# [DIRECTIONS]
[1] Can you copy the passage of the Microsoft AI spending article between "A major challenge" and "next quarter alone.", inclusive?
[2] Could you carry on the Microsoft AI spending article from the point where it stops?

# [TEXT PASSAGE]
--- START ---

A key growth driver remains Microsoft Cloud, which generated $54.5B in revenue, rising about 29% YoY. Within this segment, Azure continues to stand out with growth of around 40%, reinforcing its position as a core pillar of Microsoft’s long-term strategy.

NDM News Network

Microsoft is accelerating its artificial intelligence investment cycle with a major increase in capital spending, even as rising hardware costs and global supply constraints continue to pressure margins. The company is adding roughly $25B in additional investment requirements, reflecting both strong AI demand and the rising expense of building large-scale cloud infrastructure.

The move comes as Microsoft continues to report strong momentum across its cloud and AI portfolio. In its latest quarterly update, the company posted revenue of $82.9B, up 18% year over year. A key growth driver remains Microsoft Cloud, which generated $54.5B in revenue, rising about 29% YoY. Within this segment, Azure continues to stand out with growth of around 40%, reinforcing its position as a core pillar of Microsoft’s long-term strategy.

AI demand reshapes infrastructure and capital priorities

 

Artificial intelligence has become the central force driving Microsoft’s expansion cycle. The company’s AI business now runs at an estimated $37B annual revenue run rate, increasing more than 123% year over year. This rapid acceleration is forcing heavy investment in compute capacity, data centers, and advanced chip infrastructure.

A large portion of recent capital spending is concentrated in short-cycle infrastructure assets such as CPUs and GPUs. Nearly two-thirds of the previous quarter’s capex went into these components, reflecting the intensity of AI workloads and the need for continuous capacity expansion.

Rising chip prices push spending higher

 

A major challenge for Microsoft is the sharp increase in hardware costs. Global shortages in advanced semiconductors, combined with higher pricing across AI-grade chips, are significantly inflating infrastructure budgets.

CFO Amy Hood highlighted that around $25B of the projected capex increase is directly linked to rising component costs. This has pushed Microsoft’s total expected capital expenditure for the year close to $190B, with an additional $40B planned in the next quarter alone.

Despite the rising cost base, the company continues to expand aggressively, indicating that demand growth is currently stronger than supply-side constraints.

--- END ---

# [Stored dataset items]

--- START ---

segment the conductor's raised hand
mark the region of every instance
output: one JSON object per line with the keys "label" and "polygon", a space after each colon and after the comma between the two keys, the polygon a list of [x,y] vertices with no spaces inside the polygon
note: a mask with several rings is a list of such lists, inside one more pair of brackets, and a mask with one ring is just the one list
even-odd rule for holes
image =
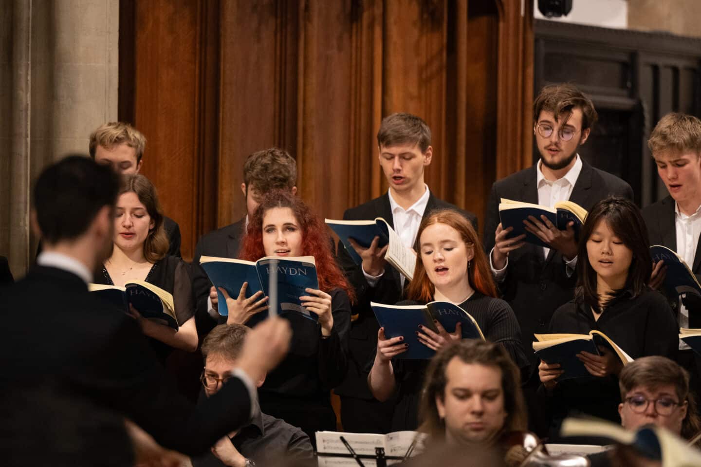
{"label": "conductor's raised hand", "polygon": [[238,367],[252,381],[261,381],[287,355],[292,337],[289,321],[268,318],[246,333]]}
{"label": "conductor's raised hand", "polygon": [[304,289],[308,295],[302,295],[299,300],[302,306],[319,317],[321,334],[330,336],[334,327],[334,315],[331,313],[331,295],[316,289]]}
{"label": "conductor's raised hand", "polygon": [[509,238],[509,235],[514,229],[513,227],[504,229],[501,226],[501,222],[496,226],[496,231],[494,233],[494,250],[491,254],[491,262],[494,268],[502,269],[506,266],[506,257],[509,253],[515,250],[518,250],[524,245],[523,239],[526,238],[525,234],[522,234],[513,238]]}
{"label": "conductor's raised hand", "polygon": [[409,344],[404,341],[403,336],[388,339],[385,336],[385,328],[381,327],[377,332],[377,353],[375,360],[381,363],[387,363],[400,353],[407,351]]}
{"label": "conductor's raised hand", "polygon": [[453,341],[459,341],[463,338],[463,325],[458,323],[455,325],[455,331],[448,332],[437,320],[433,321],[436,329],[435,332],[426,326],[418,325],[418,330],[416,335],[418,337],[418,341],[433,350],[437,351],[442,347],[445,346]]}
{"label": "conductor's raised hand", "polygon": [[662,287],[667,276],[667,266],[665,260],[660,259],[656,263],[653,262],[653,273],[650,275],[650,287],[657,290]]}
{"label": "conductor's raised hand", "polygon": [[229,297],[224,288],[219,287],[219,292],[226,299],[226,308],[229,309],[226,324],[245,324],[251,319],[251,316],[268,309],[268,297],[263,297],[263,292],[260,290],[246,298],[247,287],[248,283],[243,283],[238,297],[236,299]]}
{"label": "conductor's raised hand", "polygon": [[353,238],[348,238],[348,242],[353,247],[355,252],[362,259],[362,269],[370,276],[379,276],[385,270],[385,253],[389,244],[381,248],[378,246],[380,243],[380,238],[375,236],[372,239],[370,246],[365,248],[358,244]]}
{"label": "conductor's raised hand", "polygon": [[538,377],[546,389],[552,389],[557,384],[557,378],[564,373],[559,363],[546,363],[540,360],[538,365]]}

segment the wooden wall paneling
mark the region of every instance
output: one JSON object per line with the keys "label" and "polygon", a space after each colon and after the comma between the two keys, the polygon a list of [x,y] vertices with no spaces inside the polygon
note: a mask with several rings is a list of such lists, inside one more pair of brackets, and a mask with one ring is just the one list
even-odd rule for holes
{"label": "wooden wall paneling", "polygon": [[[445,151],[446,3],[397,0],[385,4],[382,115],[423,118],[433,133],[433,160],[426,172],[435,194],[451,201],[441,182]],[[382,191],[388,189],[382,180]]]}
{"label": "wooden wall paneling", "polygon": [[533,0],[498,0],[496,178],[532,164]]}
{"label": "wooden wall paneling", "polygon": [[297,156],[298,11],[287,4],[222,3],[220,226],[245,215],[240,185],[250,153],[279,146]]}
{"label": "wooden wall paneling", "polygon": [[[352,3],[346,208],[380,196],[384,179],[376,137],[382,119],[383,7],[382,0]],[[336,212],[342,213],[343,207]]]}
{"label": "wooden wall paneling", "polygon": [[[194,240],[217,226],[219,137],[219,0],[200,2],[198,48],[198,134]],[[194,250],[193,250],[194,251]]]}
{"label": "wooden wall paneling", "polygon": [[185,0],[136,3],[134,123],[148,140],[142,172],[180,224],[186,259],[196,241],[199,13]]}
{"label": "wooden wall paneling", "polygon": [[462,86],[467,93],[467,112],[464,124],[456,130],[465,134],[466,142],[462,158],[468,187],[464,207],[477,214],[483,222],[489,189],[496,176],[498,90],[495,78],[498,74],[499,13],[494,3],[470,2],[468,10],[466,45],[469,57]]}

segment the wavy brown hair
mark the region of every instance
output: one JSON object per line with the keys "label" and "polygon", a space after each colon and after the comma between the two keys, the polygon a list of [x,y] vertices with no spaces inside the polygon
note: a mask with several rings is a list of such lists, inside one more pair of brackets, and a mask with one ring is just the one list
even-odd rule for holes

--- END ---

# [ANSWERS FOR THE TASKS]
[1]
A major challenge for Microsoft is the sharp increase in hardware costs. Global shortages in advanced semiconductors, combined with higher pricing across AI-grade chips, are significantly inflating infrastructure budgets.

CFO Amy Hood highlighted that around $25B of the projected capex increase is directly linked to rising component costs. This has pushed Microsoft’s total expected capital expenditure for the year close to $190B, with an additional $40B planned in the next quarter alone.

[2]
Copilot adoption accelerates enterprise AI shift

 

One of the strongest signals of Microsoft’s AI momentum is the rapid adoption of its productivity tools. Microsoft 365 Copilot has now surpassed 20M paying users, marking one of the fastest enterprise AI rollouts in the company’s history.

Adoption is also deepening at scale among large enterprises. Microsoft reports a 4x increase in customers deploying more than 50,000 Copilot seats compared to last year. One of the largest implementations comes from Accenture, which alone accounts for over 740,000 seats.

This reflects a broader shift where AI tools are moving from pilot programs into core enterprise workflows across industries.

Strong backlog signals sustained cloud demand

 

Beyond current performance, Microsoft’s future demand pipeline remains exceptionally strong. The company’s commercial backlog has surged to $627B, nearly doubling year over year. This provides long-term visibility across cloud contracts, enterprise agreements, and AI service commitments.

Microsoft is guiding overall revenue growth of 13% to 15% in the next period. Azure is expected to remain the standout performer with projected growth of around 39% to 40%, underscoring continued enterprise migration to cloud and AI platforms.

Heavy investment continues despite cost pressure

 

Despite rising capital intensity, Microsoft maintains a confident outlook on returns. Executives argue that demand for AI computing and cloud services continues to accelerate, justifying sustained infrastructure expansion even in a high-cost environment.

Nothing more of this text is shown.